Work order -
What is needed is an exact copy of every entry, without the pictures.

Exercise inputs -

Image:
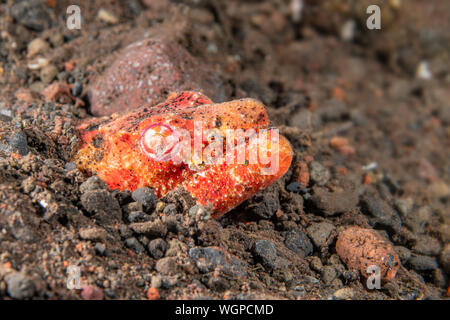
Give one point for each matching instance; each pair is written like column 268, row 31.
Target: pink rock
column 145, row 72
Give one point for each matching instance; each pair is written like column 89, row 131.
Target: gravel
column 265, row 252
column 19, row 286
column 157, row 248
column 320, row 232
column 298, row 242
column 146, row 197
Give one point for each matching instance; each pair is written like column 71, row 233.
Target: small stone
column 18, row 143
column 19, row 286
column 153, row 294
column 170, row 209
column 318, row 173
column 134, row 245
column 166, row 265
column 156, row 281
column 138, row 216
column 175, row 247
column 362, row 249
column 146, row 197
column 298, row 242
column 152, row 229
column 265, row 203
column 37, row 46
column 107, row 16
column 404, row 206
column 417, row 220
column 294, row 187
column 328, row 274
column 445, row 258
column 381, row 215
column 48, row 73
column 422, row 263
column 33, row 14
column 320, row 232
column 100, row 248
column 199, row 213
column 157, row 248
column 102, row 203
column 403, row 253
column 344, row 293
column 93, row 233
column 316, row 264
column 265, row 252
column 209, row 258
column 77, row 88
column 427, row 245
column 91, row 293
column 125, row 231
column 439, row 278
column 332, row 203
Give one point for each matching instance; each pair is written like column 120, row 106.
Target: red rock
column 153, row 294
column 361, row 248
column 145, row 72
column 126, row 152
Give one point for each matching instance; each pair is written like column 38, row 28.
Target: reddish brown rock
column 145, row 72
column 361, row 248
column 91, row 293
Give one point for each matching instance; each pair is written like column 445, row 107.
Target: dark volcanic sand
column 318, row 81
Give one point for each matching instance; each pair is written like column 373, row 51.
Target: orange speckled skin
column 110, row 149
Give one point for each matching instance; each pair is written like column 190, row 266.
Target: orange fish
column 222, row 154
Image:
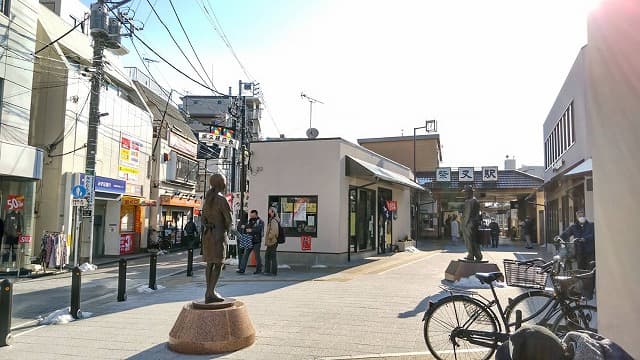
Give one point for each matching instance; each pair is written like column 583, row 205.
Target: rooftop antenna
column 312, row 133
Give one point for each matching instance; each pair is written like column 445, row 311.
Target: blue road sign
column 79, row 192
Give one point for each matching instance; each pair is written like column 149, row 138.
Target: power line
column 190, row 44
column 175, row 41
column 175, row 68
column 63, row 35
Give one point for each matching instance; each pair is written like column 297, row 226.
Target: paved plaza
column 372, row 310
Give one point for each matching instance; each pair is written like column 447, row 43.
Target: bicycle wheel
column 578, row 317
column 530, row 303
column 454, row 313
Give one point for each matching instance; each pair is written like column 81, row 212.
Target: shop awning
column 360, row 168
column 585, row 167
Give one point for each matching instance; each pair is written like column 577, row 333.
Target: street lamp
column 429, row 125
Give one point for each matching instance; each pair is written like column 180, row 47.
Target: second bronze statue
column 216, row 219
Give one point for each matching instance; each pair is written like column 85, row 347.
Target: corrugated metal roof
column 507, row 179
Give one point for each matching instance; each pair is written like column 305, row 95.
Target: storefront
column 17, row 194
column 174, row 214
column 336, row 200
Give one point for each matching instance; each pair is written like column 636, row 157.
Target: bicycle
column 560, row 309
column 461, row 326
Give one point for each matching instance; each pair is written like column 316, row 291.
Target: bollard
column 518, row 319
column 122, row 280
column 76, row 278
column 153, row 262
column 190, row 263
column 6, row 299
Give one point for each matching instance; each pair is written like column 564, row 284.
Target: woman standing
column 271, row 240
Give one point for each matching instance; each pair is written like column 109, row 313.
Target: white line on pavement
column 409, row 263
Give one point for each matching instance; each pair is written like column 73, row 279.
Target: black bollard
column 190, row 263
column 122, row 280
column 76, row 278
column 518, row 319
column 153, row 262
column 6, row 299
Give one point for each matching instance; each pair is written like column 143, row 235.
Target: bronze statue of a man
column 470, row 225
column 216, row 219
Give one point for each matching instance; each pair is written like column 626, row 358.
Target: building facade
column 568, row 183
column 20, row 164
column 336, row 199
column 613, row 80
column 59, row 125
column 174, row 164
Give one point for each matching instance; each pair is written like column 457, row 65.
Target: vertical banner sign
column 305, row 242
column 15, row 202
column 129, row 166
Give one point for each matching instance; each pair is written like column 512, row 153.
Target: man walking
column 494, row 229
column 255, row 227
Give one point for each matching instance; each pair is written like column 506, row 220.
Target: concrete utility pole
column 100, row 35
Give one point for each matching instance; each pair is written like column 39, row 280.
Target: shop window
column 298, row 213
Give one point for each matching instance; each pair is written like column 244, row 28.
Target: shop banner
column 392, row 205
column 15, row 202
column 108, row 185
column 128, row 168
column 126, row 243
column 305, row 241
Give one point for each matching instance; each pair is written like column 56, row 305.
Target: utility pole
column 100, row 35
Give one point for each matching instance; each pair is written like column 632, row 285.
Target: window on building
column 298, row 213
column 186, row 170
column 5, row 5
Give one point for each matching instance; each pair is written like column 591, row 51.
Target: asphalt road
column 35, row 298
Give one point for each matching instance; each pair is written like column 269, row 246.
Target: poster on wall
column 300, row 210
column 15, row 202
column 129, row 166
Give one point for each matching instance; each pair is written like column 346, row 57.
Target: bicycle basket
column 524, row 276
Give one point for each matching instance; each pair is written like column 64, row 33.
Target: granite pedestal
column 459, row 269
column 212, row 328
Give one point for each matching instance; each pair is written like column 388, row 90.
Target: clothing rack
column 53, row 250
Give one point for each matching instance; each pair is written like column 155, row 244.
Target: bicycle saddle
column 488, row 278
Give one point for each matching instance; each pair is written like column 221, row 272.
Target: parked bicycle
column 462, row 326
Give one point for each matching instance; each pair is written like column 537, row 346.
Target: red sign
column 24, row 239
column 126, row 243
column 305, row 242
column 15, row 202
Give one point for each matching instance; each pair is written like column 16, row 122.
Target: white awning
column 360, row 168
column 585, row 167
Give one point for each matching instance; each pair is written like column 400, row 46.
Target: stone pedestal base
column 459, row 269
column 212, row 328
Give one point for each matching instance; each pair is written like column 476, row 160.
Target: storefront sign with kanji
column 305, row 241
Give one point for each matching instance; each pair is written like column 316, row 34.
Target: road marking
column 409, row 263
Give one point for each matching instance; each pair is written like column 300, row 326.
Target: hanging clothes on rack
column 54, row 250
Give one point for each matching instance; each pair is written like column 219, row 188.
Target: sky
column 488, row 71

Response box -
Image:
Give one point for each matching instance; each pair is written like column 268, row 31.
Target: pink rock
column 145, row 72
Give one point for each matching instance; each pair is written like column 89, row 131.
Target: gravel
column 265, row 252
column 19, row 286
column 157, row 248
column 320, row 232
column 298, row 242
column 146, row 197
Give one point for each matching instance; each pair is written like column 71, row 233.
Target: small stone
column 18, row 143
column 19, row 286
column 153, row 294
column 170, row 209
column 318, row 173
column 134, row 245
column 166, row 265
column 156, row 281
column 138, row 216
column 175, row 247
column 362, row 249
column 146, row 197
column 298, row 242
column 152, row 229
column 265, row 203
column 37, row 46
column 107, row 16
column 404, row 206
column 417, row 220
column 294, row 187
column 328, row 274
column 445, row 258
column 381, row 215
column 48, row 73
column 422, row 263
column 33, row 14
column 320, row 232
column 100, row 248
column 199, row 213
column 157, row 248
column 102, row 203
column 403, row 253
column 344, row 293
column 93, row 233
column 316, row 264
column 265, row 252
column 209, row 258
column 77, row 88
column 427, row 245
column 91, row 293
column 125, row 231
column 439, row 278
column 332, row 203
Give one point for each matching instance; each pair is written like column 120, row 106.
Target: red rock
column 153, row 294
column 361, row 248
column 145, row 72
column 126, row 152
Give one point for each matching instance; each pair is written like column 38, row 28.
Target: reddish brown rock
column 145, row 72
column 361, row 248
column 91, row 293
Give one point for each matching instance; each pair is written like column 445, row 107.
Target: dark volcanic sand
column 318, row 81
Give one point for each matching instance; each pair is written like column 373, row 51.
Target: orange speckled skin
column 110, row 149
Give one point for each matching instance; each pair is written like column 190, row 266.
Target: orange fish
column 222, row 154
Image:
Give one point for each matching instance; each pair is written like column 583, row 205.
Target: rooftop antenna
column 312, row 133
Give one point for each matching instance; each pair is written like column 445, row 311.
Target: blue road sign
column 79, row 192
Give one point for each matching instance; each pair is written like column 149, row 138.
Target: power line
column 190, row 44
column 175, row 41
column 175, row 68
column 63, row 35
Give one point for each matching instance; each pair is written like column 297, row 226.
Target: paved plaza
column 372, row 310
Give one point for each matching instance; each pair is written like column 447, row 43.
Target: bicycle wheel
column 578, row 317
column 530, row 303
column 454, row 313
Give one point for each matching instance; each pair is written like column 81, row 212.
Target: shop awning
column 360, row 168
column 585, row 167
Give one point for each matching instance; each pair is written like column 577, row 333.
Target: street lamp
column 429, row 125
Give one point for each matching instance; each pair is written like column 180, row 47.
Target: second bronze statue
column 216, row 219
Give one point for each matching instance; each pair is written like column 85, row 347.
Target: corrugated metal roof
column 507, row 179
Give one point for each matching instance; each pair is written like column 305, row 95.
Target: storefront
column 17, row 194
column 174, row 214
column 336, row 200
Give one point for each matching instance; each pair is written like column 636, row 157.
Target: bicycle
column 560, row 309
column 461, row 326
Give one point for each matching instance; each pair is written like column 316, row 291.
Target: bollard
column 518, row 319
column 122, row 280
column 76, row 278
column 153, row 262
column 190, row 263
column 6, row 299
Give one point for each matching instance; each pair is written like column 564, row 284.
Target: woman standing
column 271, row 240
Give one point for each matching instance; each pair is written like column 109, row 313.
Target: white line on pavement
column 409, row 263
Give one point for each matching instance; each pair is written like column 73, row 279.
Target: black bollard
column 190, row 263
column 122, row 280
column 76, row 278
column 518, row 319
column 153, row 262
column 6, row 299
Give one point for each matching instance; each pair is written like column 143, row 235.
Target: bronze statue of a man
column 470, row 225
column 216, row 219
Give one point for each matching instance; each pair is written like column 626, row 358.
Target: building facade
column 568, row 183
column 20, row 164
column 336, row 199
column 613, row 80
column 59, row 125
column 174, row 164
Give one point for each matching instance; each pair is written like column 457, row 65.
Target: vertical banner sign
column 305, row 242
column 15, row 202
column 129, row 166
Give one point for each matching instance; each pair is written like column 512, row 153.
Target: man walking
column 494, row 229
column 255, row 227
Give one point for each matching instance; each pair is written like column 506, row 220.
Target: concrete utility pole
column 100, row 35
Give one point for each matching instance; each pair is written like column 39, row 280.
Target: shop window
column 298, row 213
Give one point for each matching instance; each pair is written like column 244, row 28.
Target: shop banner
column 392, row 205
column 15, row 202
column 108, row 185
column 128, row 168
column 126, row 243
column 305, row 241
Give one point for each matching instance; each pair is written like column 56, row 305.
Target: utility pole
column 100, row 35
Give one point for each matching instance; each pair is written like column 632, row 285.
Target: window on building
column 298, row 213
column 186, row 170
column 5, row 5
Give one point for each matching instance; each pair is written like column 591, row 51.
Target: asphalt road
column 35, row 298
Give one point for each matching instance; each pair is written like column 269, row 246.
Target: poster on wall
column 300, row 210
column 15, row 202
column 129, row 166
Give one point for each matching instance; each pair is written like column 346, row 57.
Target: bicycle basket
column 524, row 276
Give one point for each matching instance; each pair is written like column 64, row 33.
Target: granite pedestal
column 459, row 269
column 212, row 328
Give one point for each matching instance; each pair is written like column 388, row 90.
Target: clothing rack
column 53, row 250
Give one point for each matching instance; each pair is written like column 155, row 244.
Target: bicycle saddle
column 488, row 278
Give one point for each matching instance; each pair is written like column 221, row 272.
Target: parked bicycle
column 462, row 326
Give one point for each matching instance; each pair is written like column 537, row 346.
Target: red sign
column 24, row 239
column 126, row 243
column 305, row 242
column 15, row 202
Give one point for each matching instance; each pair is written like column 16, row 122.
Target: white awning
column 360, row 168
column 585, row 167
Give one point for each matching instance; each pair is written like column 400, row 46.
Target: stone pedestal base
column 459, row 269
column 212, row 328
Give one point for each matching instance; each pair is written like column 476, row 160.
Target: storefront sign with kanji
column 305, row 241
Give one point for each matching instance; each pair is written like column 316, row 34.
Target: road marking
column 409, row 263
Give one point for each matching instance; each pair is written like column 300, row 326.
Target: hanging clothes on rack
column 54, row 250
Give one point for each matching instance; each pair is written like column 219, row 188.
Target: sky
column 488, row 71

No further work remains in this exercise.